(Your goal): Starting at the line with "of the landscaped", return every line through the final one of the data, word for word. Pictures stay out.

______

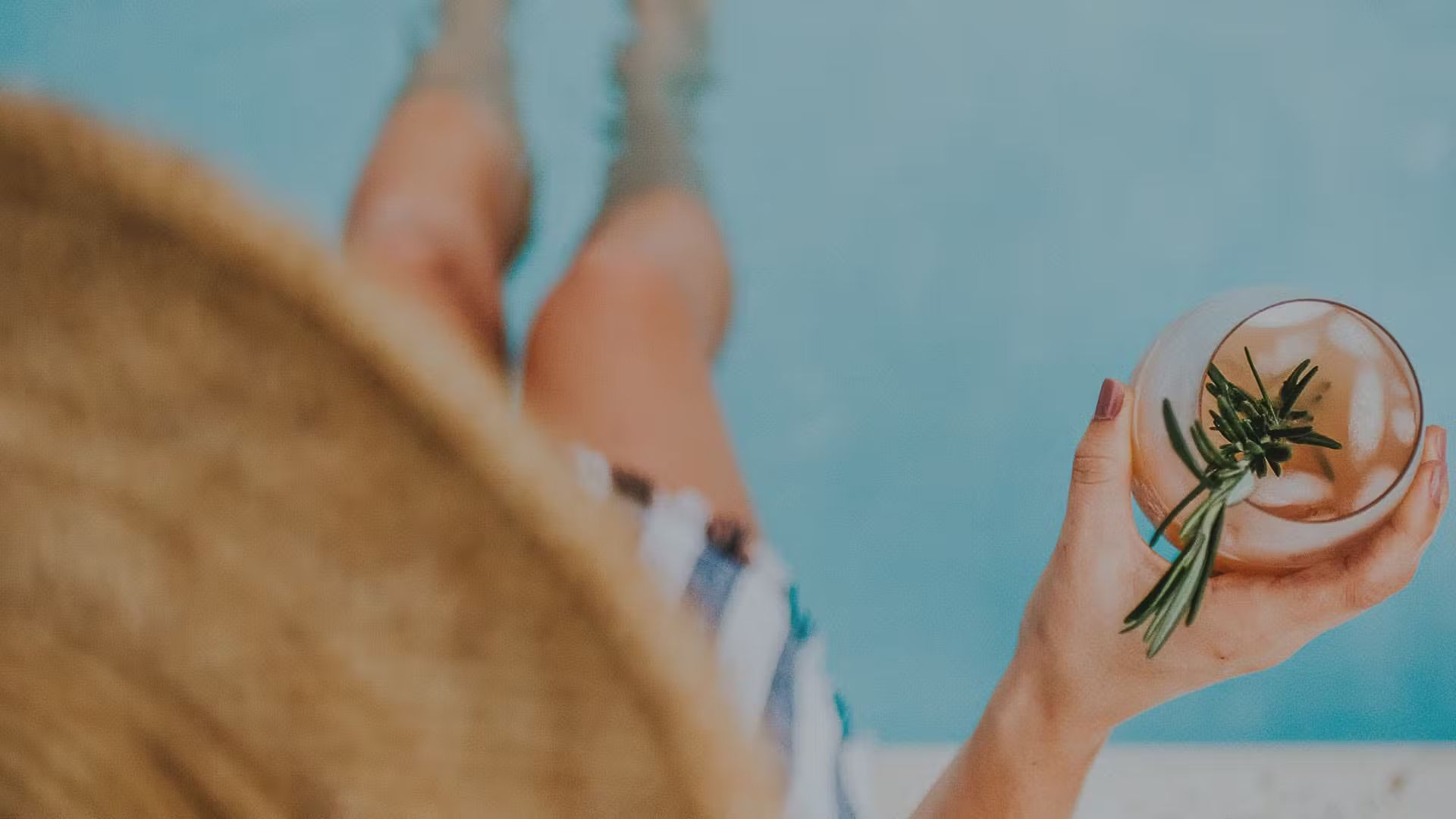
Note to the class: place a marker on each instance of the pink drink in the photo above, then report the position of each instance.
(1365, 395)
(1360, 398)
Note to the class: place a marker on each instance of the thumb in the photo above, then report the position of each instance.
(1103, 466)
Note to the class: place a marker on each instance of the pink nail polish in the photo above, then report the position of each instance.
(1110, 401)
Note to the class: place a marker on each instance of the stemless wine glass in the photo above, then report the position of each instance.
(1366, 395)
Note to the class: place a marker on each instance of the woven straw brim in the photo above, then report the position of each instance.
(274, 545)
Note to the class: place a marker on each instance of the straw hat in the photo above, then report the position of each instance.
(273, 545)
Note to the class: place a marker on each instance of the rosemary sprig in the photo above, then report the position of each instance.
(1260, 436)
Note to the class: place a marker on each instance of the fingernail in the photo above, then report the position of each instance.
(1110, 401)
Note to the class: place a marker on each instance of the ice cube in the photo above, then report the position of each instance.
(1294, 488)
(1354, 337)
(1402, 423)
(1378, 482)
(1289, 314)
(1366, 413)
(1286, 354)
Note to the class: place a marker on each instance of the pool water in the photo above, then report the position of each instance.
(949, 221)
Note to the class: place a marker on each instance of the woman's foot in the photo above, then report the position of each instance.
(444, 200)
(661, 74)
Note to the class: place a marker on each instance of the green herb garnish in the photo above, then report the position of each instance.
(1260, 435)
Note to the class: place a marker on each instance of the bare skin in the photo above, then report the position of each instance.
(620, 360)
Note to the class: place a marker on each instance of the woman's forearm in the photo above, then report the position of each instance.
(1021, 763)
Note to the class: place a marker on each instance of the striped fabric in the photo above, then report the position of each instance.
(770, 656)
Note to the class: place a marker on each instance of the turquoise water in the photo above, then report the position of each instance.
(951, 221)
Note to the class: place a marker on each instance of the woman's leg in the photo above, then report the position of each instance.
(443, 200)
(620, 354)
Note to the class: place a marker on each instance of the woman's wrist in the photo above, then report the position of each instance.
(1034, 707)
(1027, 758)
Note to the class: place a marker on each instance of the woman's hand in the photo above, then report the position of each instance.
(1091, 675)
(1075, 676)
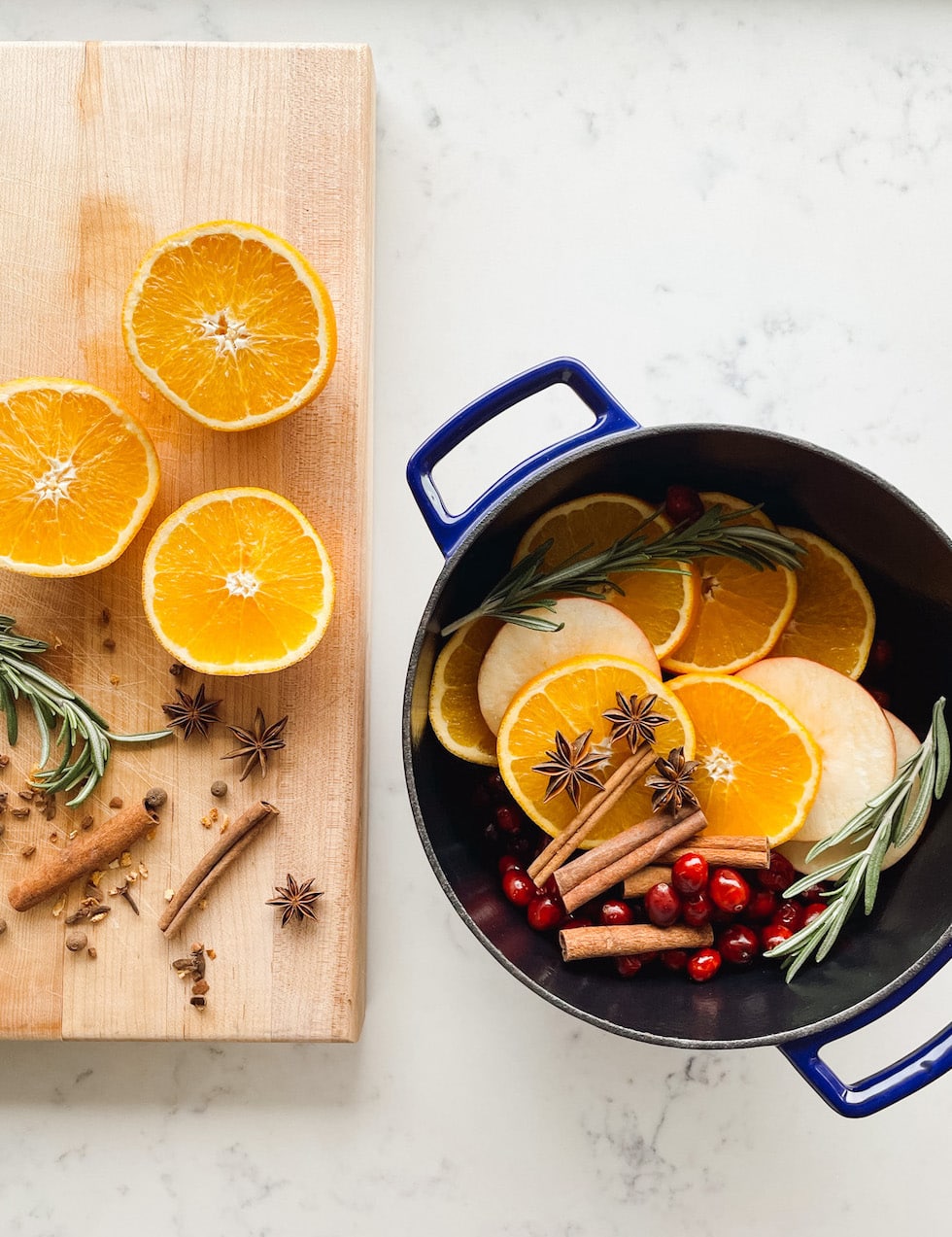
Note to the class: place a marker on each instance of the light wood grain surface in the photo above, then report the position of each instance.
(107, 149)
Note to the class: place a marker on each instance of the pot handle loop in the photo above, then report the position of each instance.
(897, 1082)
(610, 418)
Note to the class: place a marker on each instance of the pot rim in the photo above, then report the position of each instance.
(425, 629)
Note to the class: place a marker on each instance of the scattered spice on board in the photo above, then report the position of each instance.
(297, 901)
(191, 715)
(256, 743)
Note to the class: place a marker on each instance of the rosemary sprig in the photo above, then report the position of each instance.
(83, 737)
(889, 819)
(526, 587)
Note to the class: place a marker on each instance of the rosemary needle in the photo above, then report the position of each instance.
(527, 587)
(83, 737)
(889, 819)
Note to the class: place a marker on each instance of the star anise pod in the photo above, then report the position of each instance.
(191, 714)
(671, 783)
(569, 766)
(633, 719)
(297, 901)
(255, 743)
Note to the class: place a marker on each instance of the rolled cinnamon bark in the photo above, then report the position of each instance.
(561, 846)
(625, 939)
(620, 856)
(213, 864)
(88, 852)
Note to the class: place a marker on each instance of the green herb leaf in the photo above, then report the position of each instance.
(527, 587)
(892, 816)
(83, 737)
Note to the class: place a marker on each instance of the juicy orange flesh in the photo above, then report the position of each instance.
(459, 705)
(656, 601)
(756, 771)
(572, 704)
(256, 544)
(48, 430)
(833, 621)
(227, 325)
(741, 608)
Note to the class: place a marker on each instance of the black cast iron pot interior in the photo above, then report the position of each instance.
(906, 562)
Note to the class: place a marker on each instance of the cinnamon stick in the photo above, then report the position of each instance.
(640, 882)
(624, 939)
(729, 850)
(213, 864)
(622, 855)
(724, 850)
(579, 828)
(88, 852)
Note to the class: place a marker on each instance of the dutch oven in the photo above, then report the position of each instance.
(906, 563)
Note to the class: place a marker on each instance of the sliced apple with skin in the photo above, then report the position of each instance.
(797, 851)
(855, 739)
(520, 653)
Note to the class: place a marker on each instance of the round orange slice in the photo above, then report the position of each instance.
(570, 699)
(454, 704)
(78, 475)
(236, 581)
(760, 767)
(662, 602)
(742, 610)
(231, 325)
(833, 619)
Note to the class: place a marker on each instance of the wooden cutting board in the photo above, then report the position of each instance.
(107, 149)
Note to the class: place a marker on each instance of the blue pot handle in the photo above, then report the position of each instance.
(924, 1065)
(610, 418)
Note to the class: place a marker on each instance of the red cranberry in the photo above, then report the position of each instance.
(683, 503)
(703, 965)
(689, 875)
(615, 911)
(729, 891)
(780, 874)
(774, 936)
(508, 819)
(697, 911)
(663, 905)
(762, 906)
(738, 944)
(790, 914)
(518, 887)
(544, 913)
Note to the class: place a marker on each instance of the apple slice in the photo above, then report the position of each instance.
(856, 741)
(520, 653)
(797, 850)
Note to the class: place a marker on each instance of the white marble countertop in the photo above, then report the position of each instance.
(731, 212)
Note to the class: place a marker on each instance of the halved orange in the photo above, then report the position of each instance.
(662, 602)
(571, 698)
(742, 610)
(833, 619)
(760, 766)
(236, 581)
(231, 325)
(454, 705)
(78, 476)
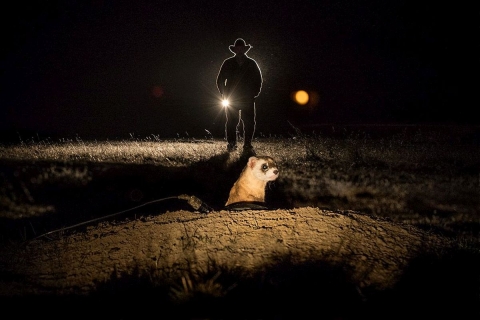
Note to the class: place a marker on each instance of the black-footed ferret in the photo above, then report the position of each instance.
(250, 186)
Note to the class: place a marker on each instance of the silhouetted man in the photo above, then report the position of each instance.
(240, 82)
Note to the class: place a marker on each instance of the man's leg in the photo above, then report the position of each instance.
(232, 119)
(248, 117)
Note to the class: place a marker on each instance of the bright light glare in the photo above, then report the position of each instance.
(301, 97)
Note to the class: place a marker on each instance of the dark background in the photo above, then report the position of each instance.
(117, 69)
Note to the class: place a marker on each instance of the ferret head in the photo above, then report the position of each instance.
(263, 168)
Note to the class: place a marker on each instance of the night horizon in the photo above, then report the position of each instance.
(100, 70)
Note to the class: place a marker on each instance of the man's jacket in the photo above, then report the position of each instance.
(241, 83)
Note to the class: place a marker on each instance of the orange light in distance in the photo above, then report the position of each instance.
(301, 97)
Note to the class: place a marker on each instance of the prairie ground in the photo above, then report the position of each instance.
(358, 219)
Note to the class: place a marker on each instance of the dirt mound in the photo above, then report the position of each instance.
(374, 251)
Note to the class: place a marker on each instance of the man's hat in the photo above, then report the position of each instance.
(239, 46)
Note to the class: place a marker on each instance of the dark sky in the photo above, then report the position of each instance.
(111, 69)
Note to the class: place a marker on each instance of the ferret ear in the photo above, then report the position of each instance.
(251, 161)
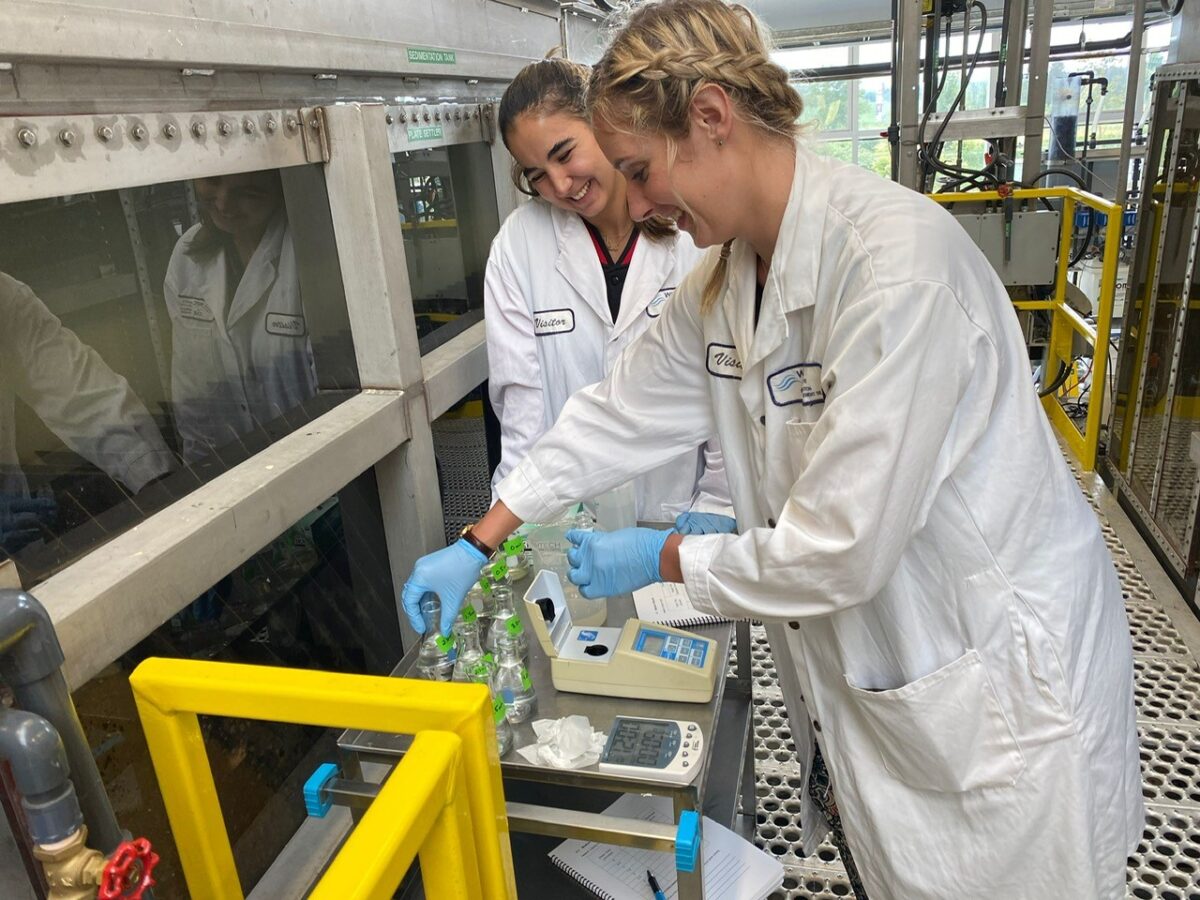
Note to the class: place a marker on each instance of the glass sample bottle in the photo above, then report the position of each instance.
(505, 623)
(516, 558)
(499, 715)
(467, 646)
(435, 660)
(511, 681)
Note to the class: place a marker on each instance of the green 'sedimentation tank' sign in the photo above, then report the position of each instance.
(431, 57)
(424, 132)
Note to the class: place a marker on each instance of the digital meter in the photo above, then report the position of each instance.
(640, 660)
(659, 749)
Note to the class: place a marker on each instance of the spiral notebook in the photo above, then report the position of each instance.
(735, 869)
(667, 604)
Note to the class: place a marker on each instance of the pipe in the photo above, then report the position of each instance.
(30, 663)
(867, 70)
(40, 771)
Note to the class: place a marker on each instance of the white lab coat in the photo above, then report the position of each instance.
(84, 402)
(957, 634)
(240, 361)
(550, 331)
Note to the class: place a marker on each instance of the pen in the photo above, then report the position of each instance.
(654, 886)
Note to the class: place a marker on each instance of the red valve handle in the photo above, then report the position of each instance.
(127, 873)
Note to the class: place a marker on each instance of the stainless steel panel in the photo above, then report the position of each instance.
(1032, 256)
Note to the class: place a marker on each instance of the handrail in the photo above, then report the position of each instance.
(172, 694)
(1065, 321)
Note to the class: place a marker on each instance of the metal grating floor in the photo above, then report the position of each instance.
(1167, 862)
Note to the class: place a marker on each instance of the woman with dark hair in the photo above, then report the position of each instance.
(573, 281)
(240, 343)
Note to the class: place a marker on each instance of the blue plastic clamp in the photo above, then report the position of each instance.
(688, 841)
(315, 786)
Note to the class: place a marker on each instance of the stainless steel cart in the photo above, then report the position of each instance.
(547, 804)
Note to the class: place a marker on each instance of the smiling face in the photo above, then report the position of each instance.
(240, 205)
(691, 189)
(563, 162)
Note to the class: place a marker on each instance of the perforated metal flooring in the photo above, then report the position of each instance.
(1167, 862)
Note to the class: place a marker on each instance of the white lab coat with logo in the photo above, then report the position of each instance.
(550, 331)
(958, 641)
(241, 360)
(84, 402)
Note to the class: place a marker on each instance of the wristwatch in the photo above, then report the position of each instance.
(468, 535)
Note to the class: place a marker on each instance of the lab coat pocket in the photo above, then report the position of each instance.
(943, 732)
(797, 441)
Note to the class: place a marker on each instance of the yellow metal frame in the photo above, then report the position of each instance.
(1066, 323)
(443, 802)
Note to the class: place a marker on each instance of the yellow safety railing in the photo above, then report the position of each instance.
(1066, 323)
(444, 802)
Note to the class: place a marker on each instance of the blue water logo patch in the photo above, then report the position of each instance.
(797, 384)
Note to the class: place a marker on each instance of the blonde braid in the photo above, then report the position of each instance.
(670, 49)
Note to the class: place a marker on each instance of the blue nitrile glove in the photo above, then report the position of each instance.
(606, 563)
(449, 573)
(705, 523)
(22, 519)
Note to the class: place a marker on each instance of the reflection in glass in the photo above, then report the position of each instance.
(319, 597)
(448, 214)
(1138, 330)
(1179, 198)
(240, 343)
(85, 405)
(167, 333)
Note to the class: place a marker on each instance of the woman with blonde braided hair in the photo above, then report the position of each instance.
(943, 613)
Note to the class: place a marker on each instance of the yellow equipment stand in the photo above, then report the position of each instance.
(443, 802)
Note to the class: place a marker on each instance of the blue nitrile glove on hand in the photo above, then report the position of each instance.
(705, 523)
(448, 573)
(23, 517)
(606, 563)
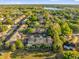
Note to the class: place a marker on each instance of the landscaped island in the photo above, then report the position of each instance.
(39, 32)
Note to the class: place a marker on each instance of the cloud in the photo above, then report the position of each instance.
(53, 0)
(76, 0)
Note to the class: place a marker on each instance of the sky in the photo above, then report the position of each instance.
(39, 1)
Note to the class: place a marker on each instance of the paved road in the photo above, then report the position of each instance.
(12, 31)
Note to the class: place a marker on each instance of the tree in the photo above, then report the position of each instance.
(1, 45)
(13, 47)
(66, 30)
(57, 43)
(71, 55)
(54, 27)
(19, 44)
(31, 30)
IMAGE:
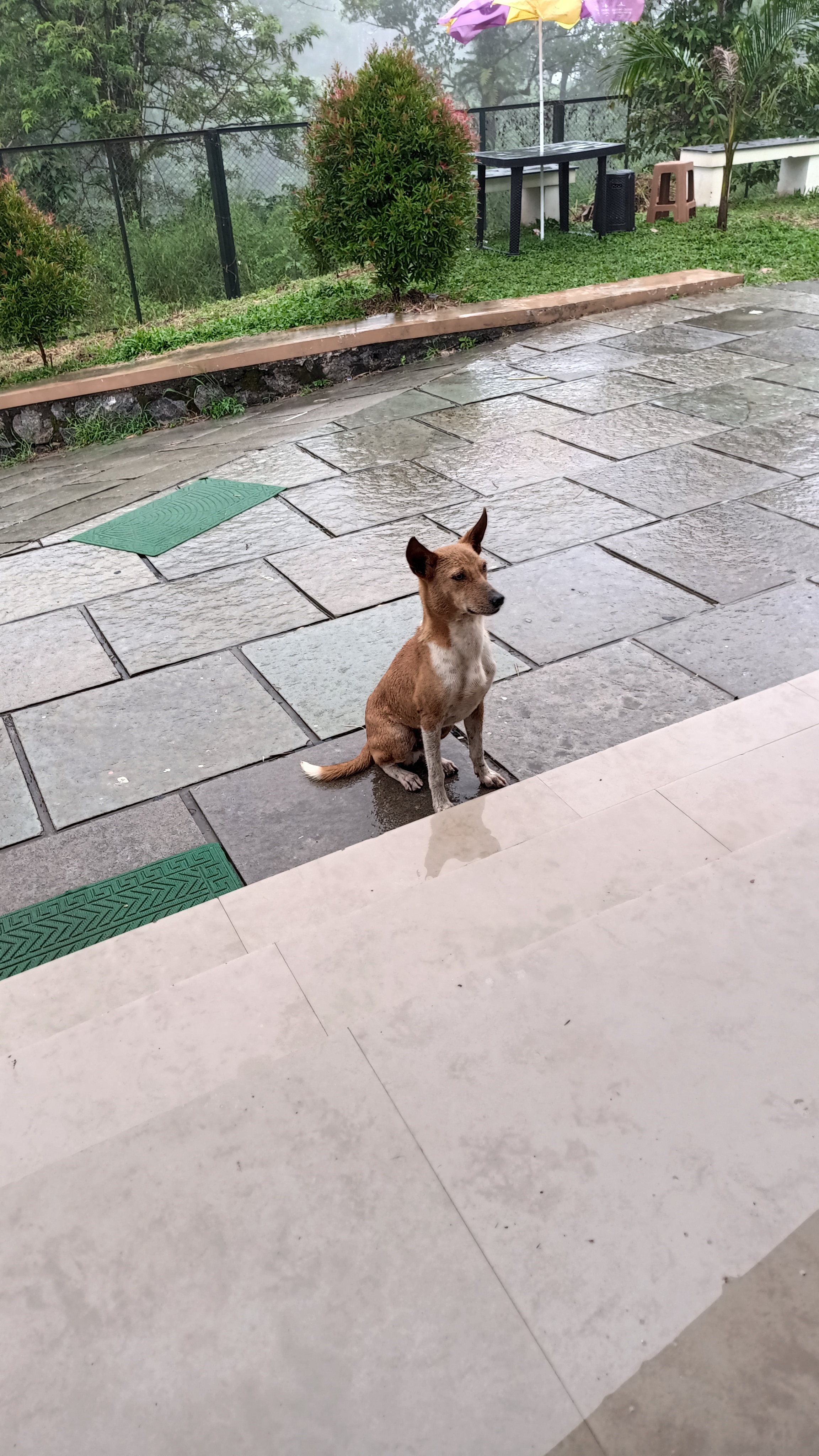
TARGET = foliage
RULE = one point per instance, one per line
(111, 68)
(177, 261)
(104, 432)
(390, 172)
(228, 405)
(43, 282)
(770, 241)
(738, 85)
(18, 456)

______

(Task answer):
Note to the class: place a marker on each instance of the landscaped island in the photo above, then report the position of each instance.
(39, 32)
Note to the class: place a marker on each instance of the cloud in the photo above, then report the position of each instance.
(53, 0)
(76, 0)
Note to the class: place a marker on each instance of the sky in the photo above, then report the position of each instance.
(39, 1)
Note to the class: place a marker on each instance of the paved road in the photo above, then report the position of each instance.
(12, 31)
Note to the class: place a marker on each instance of the tree in the photo above, then report the position of each instance.
(1, 45)
(13, 47)
(66, 30)
(57, 43)
(71, 55)
(54, 27)
(19, 44)
(31, 30)
IMAGE:
TARGET = foliage
RULE = one point per instance, one per line
(111, 68)
(177, 261)
(104, 432)
(390, 172)
(228, 405)
(43, 282)
(770, 241)
(738, 85)
(18, 456)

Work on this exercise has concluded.